Start of Task data

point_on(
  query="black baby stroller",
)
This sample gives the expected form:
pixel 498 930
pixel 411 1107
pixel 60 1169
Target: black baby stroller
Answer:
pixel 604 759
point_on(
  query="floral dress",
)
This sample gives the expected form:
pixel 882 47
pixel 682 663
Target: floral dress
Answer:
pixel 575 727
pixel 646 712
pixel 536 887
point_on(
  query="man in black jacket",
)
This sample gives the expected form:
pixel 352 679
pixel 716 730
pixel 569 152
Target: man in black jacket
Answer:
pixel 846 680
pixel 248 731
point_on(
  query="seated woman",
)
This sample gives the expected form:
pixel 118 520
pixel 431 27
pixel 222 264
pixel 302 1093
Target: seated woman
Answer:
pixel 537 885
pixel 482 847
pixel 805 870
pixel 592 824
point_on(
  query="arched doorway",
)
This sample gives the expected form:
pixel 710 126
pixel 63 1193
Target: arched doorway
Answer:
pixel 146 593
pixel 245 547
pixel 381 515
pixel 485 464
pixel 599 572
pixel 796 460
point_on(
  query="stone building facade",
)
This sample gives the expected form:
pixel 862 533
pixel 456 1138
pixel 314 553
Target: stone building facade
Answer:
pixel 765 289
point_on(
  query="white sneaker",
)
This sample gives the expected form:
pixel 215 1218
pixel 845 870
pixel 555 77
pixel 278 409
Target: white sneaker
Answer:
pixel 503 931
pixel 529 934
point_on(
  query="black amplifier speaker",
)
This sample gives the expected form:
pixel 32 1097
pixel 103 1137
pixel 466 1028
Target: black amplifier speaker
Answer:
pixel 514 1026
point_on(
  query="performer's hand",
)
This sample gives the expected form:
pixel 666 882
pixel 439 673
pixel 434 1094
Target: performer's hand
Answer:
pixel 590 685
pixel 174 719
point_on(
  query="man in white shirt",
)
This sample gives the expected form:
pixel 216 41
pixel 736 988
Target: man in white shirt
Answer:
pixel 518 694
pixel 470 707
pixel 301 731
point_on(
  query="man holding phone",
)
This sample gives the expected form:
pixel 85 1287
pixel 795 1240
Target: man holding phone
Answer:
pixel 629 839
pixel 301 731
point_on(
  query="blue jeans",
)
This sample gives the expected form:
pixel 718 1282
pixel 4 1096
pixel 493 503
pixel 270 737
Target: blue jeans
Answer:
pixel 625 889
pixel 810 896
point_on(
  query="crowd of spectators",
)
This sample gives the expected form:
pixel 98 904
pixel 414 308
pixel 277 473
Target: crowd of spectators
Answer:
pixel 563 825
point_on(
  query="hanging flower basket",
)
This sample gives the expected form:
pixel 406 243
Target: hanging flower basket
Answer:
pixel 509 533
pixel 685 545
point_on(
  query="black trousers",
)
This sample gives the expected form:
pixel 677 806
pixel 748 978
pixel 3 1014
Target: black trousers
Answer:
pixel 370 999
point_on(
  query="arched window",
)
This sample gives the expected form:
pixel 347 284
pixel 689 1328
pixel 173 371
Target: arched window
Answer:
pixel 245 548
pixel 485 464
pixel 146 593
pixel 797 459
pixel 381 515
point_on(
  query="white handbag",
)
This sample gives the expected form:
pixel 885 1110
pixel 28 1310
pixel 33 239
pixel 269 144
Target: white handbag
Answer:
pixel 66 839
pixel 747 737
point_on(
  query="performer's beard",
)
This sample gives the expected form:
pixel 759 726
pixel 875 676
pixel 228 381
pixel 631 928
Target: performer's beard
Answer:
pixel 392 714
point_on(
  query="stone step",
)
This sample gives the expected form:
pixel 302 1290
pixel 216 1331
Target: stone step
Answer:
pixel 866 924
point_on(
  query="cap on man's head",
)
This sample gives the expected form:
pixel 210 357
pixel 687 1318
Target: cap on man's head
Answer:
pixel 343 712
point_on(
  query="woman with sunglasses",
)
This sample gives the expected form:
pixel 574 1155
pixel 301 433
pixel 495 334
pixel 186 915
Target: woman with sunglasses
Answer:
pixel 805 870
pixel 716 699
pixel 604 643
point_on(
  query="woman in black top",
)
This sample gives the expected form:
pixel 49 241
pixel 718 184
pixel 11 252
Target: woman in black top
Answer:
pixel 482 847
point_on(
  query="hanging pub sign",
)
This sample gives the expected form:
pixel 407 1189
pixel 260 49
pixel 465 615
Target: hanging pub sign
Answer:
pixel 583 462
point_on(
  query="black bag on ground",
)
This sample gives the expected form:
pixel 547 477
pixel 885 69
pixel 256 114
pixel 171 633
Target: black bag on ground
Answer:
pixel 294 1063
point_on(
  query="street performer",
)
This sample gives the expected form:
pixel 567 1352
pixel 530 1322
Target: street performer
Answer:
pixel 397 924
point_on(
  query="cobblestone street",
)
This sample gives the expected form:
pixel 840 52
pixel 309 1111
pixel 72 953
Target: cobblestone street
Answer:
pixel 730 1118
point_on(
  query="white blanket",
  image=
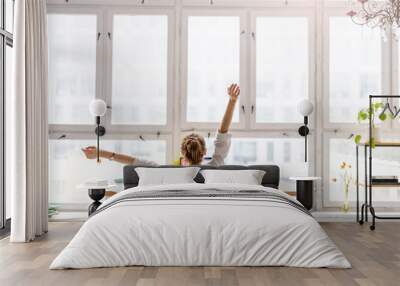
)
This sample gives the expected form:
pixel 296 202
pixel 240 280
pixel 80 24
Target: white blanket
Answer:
pixel 200 231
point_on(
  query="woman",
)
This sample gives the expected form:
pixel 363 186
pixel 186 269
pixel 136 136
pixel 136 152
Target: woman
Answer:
pixel 193 147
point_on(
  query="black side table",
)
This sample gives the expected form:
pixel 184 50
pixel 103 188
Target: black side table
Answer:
pixel 305 190
pixel 96 193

End of Task data

◆ **Exercise prompt**: Copy exactly the lines that run from the first line of the data to the line containing "pixel 569 152", please, with both ends included and nothing else.

◆ **Answer to this exercise**:
point_on(
  query="black baby stroller",
)
This sample gives the expected form:
pixel 498 930
pixel 411 1107
pixel 60 1169
Target: black baby stroller
Answer:
pixel 604 759
point_on(
  query="floral dress",
)
This sample gives the expected form:
pixel 882 47
pixel 682 663
Target: floral dress
Answer:
pixel 575 727
pixel 646 712
pixel 536 887
point_on(
  query="man in black jacket",
)
This sample gives the expected form:
pixel 352 679
pixel 716 730
pixel 569 152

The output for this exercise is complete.